[BEGIN READING TEXT]

It is yet another object of the present invention to remove linearity in the output of a linear feedback shift register by the use of one or a combination of the following processes: irregular stuttering (sometimes referred to as decimation), non-linear function, multiple shift registers and combining outputs from the registers, variable feedback polynomial on one register, and other non-linear processes. In the exemplary embodiment, the non-linear output can be use to randomly control the stuttering of the shift register. Additionally, a non-linear output can be derived by performing a non-linear operation on selected elements of the shift register. Furthermore, the output from the non-linear function can be XORed with a set of constants such that the non-linear output bits are unpredictably inverted.

It is yet another object of the present invention to implement the linear feedback shift register using a circular buffer or a sliding window. With the circular buffer or sliding window implementation, the elements are not shifted within the buffer. Instead, a pointer or index is used to indicate the location of the most recently computed element. The pointer is moved as new elements are computed and shifted into the circular buffer or sliding window. The pointer wraps around when it reaches an edge.

It is yet another object of the present invention to provide stream ciphers having multi-tier keying capability. In the exemplary embodiment, the state of the shift register is first initialized with a secret key. For some communication system wherein data are transmitted over frames, a stream cipher can be generated for each frame such that erased or out of sequence frames do not disrupt the operation of the encryption process. A second tier keying process can be initialized for each frame using a frame key initialization process.

It is yet another object of the present invention to utilize a recurrence relation of maximal length so that the sequence covers a maximal number of states before repeating.

[END READING TEXT]
[BEGIN DATASET EXCERPTS]

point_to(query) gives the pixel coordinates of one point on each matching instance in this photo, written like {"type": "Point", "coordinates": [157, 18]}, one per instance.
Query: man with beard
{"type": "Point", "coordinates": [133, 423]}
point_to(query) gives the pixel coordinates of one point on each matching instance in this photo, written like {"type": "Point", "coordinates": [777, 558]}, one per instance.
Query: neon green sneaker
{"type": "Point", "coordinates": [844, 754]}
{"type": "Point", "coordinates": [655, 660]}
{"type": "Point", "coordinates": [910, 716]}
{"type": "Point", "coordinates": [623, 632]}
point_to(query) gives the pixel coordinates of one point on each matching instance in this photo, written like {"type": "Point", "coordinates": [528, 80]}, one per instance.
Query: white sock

[END DATASET EXCERPTS]
[BEGIN DATASET EXCERPTS]

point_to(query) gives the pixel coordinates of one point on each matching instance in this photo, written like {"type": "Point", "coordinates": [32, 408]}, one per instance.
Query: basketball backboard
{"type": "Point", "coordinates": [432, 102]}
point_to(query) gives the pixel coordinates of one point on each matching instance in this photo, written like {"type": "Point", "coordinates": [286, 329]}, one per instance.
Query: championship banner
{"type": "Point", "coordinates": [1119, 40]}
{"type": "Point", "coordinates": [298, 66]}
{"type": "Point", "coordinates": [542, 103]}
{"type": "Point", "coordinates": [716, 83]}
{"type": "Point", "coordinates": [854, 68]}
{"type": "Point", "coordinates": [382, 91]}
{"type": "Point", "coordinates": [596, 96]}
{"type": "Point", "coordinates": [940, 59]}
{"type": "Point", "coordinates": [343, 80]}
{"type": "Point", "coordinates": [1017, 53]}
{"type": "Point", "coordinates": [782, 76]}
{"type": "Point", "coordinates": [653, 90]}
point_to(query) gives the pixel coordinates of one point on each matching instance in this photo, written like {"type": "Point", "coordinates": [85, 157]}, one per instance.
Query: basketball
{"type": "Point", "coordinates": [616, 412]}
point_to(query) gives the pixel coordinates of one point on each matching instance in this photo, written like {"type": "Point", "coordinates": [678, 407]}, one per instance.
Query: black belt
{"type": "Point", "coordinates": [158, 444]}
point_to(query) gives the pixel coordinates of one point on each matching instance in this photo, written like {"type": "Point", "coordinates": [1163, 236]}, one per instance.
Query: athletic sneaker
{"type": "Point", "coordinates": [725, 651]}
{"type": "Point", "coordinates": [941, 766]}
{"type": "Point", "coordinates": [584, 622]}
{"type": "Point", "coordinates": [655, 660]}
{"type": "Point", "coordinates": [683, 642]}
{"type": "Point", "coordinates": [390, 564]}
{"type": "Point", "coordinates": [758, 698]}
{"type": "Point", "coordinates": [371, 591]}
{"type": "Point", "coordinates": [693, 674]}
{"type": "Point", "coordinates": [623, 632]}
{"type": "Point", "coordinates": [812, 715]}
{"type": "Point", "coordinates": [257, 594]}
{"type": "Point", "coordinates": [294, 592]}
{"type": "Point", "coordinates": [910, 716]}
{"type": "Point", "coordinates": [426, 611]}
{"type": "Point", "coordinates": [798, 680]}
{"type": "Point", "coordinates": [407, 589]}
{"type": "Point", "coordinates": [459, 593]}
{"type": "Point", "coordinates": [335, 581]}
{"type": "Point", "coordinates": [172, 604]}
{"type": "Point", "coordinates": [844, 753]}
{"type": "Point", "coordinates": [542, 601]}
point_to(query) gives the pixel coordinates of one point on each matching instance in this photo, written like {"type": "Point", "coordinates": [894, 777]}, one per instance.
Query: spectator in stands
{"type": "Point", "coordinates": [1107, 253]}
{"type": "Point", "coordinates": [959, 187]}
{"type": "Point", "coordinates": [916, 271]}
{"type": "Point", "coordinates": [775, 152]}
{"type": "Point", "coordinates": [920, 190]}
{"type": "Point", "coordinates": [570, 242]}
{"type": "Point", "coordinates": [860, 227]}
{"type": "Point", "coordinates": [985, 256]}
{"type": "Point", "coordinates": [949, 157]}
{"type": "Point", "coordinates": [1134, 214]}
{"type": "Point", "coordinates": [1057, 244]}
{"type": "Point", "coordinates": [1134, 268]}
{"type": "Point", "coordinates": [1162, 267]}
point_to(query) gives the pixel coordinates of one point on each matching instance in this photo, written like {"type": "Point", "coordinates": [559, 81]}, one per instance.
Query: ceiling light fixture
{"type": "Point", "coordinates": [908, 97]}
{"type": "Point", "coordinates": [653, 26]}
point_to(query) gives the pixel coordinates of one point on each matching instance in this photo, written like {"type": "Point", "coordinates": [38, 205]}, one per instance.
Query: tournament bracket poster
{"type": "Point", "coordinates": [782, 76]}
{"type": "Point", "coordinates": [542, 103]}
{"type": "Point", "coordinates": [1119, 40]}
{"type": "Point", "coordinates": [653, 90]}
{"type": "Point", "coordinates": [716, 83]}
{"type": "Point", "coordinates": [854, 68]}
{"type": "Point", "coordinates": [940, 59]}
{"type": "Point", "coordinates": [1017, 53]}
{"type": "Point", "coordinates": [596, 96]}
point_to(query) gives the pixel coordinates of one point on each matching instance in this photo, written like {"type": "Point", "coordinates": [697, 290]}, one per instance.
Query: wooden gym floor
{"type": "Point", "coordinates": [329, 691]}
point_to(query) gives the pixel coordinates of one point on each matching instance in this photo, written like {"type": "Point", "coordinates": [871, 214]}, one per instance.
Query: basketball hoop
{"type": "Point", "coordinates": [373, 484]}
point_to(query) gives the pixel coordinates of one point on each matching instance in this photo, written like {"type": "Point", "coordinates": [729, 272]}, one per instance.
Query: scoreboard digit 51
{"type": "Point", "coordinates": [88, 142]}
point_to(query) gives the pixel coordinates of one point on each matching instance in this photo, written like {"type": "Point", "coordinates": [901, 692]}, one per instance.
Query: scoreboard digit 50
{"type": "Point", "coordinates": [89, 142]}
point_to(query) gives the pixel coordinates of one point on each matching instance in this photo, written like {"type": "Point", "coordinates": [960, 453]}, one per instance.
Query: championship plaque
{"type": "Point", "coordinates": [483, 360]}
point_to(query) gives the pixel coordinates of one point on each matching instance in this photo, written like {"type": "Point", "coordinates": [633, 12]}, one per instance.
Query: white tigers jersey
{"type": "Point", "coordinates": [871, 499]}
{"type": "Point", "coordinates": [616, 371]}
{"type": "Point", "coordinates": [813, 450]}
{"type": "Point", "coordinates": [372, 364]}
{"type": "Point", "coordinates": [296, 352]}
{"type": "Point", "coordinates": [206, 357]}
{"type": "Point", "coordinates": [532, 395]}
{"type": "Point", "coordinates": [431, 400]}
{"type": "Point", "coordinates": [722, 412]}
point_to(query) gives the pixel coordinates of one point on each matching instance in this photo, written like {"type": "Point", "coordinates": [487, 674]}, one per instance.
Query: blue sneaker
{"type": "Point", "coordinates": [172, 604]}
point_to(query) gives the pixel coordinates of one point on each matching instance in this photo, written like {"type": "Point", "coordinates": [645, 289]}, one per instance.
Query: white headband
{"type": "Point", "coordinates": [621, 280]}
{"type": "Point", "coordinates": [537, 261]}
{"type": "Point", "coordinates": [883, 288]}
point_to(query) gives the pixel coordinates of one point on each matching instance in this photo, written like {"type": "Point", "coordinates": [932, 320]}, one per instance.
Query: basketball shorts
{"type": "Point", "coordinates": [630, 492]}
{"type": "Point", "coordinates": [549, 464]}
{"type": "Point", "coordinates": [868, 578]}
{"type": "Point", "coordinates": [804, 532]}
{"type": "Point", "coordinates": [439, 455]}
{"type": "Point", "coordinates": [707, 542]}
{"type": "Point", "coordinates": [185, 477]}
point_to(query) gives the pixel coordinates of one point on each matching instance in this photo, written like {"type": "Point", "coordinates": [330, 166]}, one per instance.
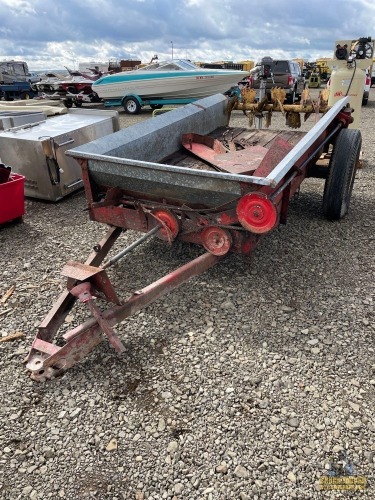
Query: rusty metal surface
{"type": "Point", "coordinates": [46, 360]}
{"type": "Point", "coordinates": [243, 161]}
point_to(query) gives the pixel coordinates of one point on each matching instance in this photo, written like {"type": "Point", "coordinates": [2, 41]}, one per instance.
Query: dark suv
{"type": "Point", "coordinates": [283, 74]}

[END DATASET EXCERPTS]
[BEGIN DATASET EXCERPTS]

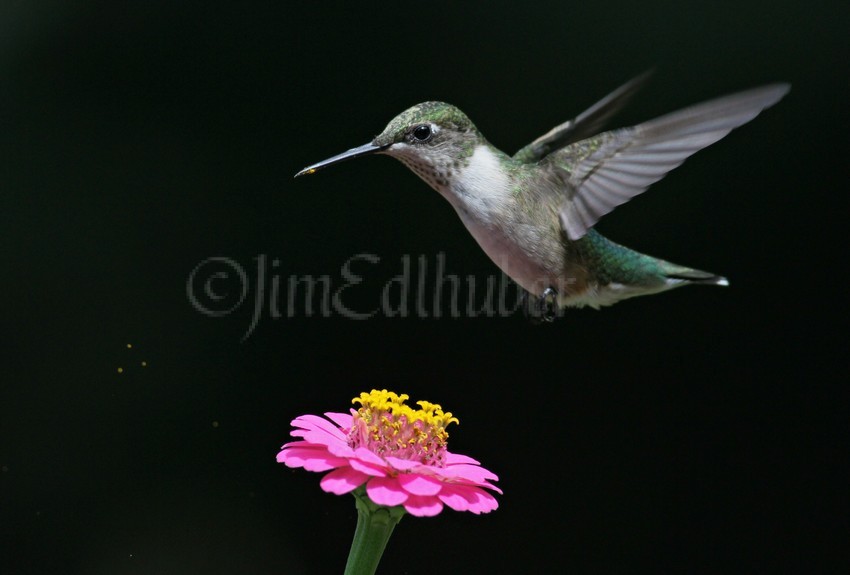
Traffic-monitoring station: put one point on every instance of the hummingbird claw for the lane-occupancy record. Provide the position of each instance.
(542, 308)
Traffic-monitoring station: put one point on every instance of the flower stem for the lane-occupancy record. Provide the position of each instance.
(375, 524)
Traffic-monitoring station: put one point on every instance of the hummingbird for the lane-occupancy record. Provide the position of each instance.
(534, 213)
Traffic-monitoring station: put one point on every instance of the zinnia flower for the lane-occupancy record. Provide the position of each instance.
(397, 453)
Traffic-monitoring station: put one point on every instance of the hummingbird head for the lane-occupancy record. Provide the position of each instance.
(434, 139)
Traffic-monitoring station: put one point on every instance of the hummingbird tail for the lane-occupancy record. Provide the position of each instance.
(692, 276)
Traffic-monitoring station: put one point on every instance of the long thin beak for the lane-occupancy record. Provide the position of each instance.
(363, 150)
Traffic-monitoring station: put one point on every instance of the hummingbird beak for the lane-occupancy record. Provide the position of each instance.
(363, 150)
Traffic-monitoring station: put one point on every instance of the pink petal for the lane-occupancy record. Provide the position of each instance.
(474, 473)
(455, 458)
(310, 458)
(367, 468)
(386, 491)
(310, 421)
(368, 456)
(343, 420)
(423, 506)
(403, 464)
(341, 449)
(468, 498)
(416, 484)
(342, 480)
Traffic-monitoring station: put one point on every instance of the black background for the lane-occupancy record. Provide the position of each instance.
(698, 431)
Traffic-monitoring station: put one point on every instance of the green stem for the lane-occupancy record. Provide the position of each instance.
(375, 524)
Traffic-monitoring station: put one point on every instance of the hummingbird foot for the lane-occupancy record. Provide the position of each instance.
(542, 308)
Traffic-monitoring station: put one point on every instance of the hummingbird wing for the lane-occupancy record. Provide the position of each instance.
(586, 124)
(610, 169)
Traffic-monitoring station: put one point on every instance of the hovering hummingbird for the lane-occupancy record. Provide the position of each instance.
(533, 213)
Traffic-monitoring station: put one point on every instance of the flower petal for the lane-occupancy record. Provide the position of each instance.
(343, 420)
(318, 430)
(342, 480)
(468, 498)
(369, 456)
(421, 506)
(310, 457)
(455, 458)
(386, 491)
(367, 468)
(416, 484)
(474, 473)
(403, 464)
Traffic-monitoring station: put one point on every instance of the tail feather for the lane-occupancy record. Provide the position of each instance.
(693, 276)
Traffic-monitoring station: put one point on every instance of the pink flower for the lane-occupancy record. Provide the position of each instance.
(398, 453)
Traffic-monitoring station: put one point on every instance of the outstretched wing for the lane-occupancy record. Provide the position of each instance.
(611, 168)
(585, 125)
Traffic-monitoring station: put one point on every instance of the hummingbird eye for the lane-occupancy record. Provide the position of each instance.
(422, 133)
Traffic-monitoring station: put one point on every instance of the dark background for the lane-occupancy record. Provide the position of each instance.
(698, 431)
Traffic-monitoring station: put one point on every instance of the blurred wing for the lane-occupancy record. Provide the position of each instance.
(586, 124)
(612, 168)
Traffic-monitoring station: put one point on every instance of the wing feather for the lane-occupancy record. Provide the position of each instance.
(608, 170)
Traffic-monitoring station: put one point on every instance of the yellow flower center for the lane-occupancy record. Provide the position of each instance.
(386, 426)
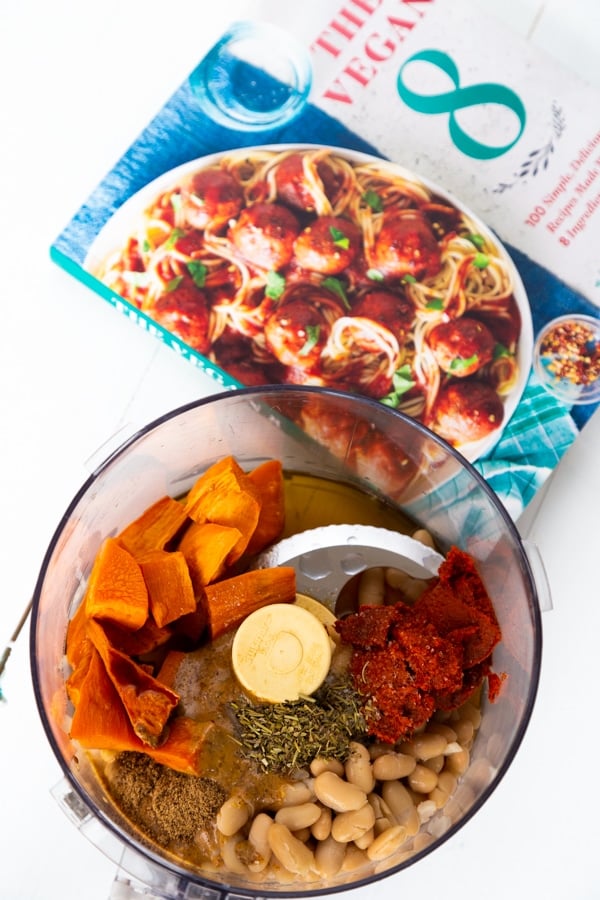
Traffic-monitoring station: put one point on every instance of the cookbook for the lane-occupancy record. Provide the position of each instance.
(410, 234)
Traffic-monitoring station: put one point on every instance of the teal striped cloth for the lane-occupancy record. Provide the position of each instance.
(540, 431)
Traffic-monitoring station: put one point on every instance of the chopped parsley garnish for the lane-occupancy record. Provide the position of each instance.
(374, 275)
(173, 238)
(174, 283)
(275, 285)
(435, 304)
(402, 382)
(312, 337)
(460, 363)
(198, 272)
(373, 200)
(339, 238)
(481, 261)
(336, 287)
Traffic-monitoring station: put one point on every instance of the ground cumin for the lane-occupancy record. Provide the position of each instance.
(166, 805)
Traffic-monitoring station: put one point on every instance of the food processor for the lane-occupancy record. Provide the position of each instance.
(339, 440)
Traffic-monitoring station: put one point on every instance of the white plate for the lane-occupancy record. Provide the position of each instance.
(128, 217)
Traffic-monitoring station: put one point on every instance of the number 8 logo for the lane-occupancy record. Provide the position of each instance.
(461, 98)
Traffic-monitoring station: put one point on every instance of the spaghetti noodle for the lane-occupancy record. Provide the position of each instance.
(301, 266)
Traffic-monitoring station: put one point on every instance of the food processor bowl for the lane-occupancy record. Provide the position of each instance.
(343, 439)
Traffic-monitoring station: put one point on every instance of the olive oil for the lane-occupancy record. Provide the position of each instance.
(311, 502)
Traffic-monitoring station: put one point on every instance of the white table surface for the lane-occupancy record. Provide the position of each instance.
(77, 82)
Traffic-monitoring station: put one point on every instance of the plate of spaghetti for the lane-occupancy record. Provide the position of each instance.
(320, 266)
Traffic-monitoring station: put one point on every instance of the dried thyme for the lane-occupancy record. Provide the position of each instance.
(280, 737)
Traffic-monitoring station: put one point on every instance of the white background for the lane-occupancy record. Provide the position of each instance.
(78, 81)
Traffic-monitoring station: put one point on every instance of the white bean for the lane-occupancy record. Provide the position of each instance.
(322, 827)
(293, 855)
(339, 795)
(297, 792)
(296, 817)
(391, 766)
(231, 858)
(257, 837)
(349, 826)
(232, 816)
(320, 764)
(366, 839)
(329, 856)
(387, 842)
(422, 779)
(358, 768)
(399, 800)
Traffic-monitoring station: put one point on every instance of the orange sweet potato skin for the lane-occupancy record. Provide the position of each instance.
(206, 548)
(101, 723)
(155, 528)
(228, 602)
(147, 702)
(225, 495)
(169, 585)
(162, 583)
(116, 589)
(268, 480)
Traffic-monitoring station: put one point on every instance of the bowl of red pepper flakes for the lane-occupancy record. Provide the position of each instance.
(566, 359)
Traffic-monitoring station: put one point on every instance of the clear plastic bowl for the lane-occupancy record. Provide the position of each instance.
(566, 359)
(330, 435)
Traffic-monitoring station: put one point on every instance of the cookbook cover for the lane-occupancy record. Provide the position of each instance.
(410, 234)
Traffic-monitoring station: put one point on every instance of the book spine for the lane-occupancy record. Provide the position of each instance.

[END DATASET EXCERPTS]

(COMPLETE THE FOLLOWING)
a) Answer these from the shift register text:
(i) In the circular buffer or sliding window implementation, what indicates the location of the most recently computed element?
(ii) In the exemplary embodiment, what is the state of the shift register first initialized with?
(iii) What is the output from the non-linear function XORed with so that the non-linear output bits are unpredictably inverted?
b) Copy word for word the part of the shift register text that begins at the words "It is yet another object of the present invention to remove" and stops after the words "are unpredictably inverted.".

(SOLUTION LIST)
a)
(i) A pointer or index.
(ii) A secret key.
(iii) A set of constants.

b)
It is yet another object of the present invention to remove linearity in the output of a linear feedback shift register by the use of one or a combination of the following processes: irregular stuttering (sometimes referred to as decimation), non-linear function, multiple shift registers and combining outputs from the registers, variable feedback polynomial on one register, and other non-linear processes. In the exemplary embodiment, the non-linear output can be use to randomly control the stuttering of the shift register. Additionally, a non-linear output can be derived by performing a non-linear operation on selected elements of the shift register. Furthermore, the output from the non-linear function can be XORed with a set of constants such that the non-linear output bits are unpredictably inverted.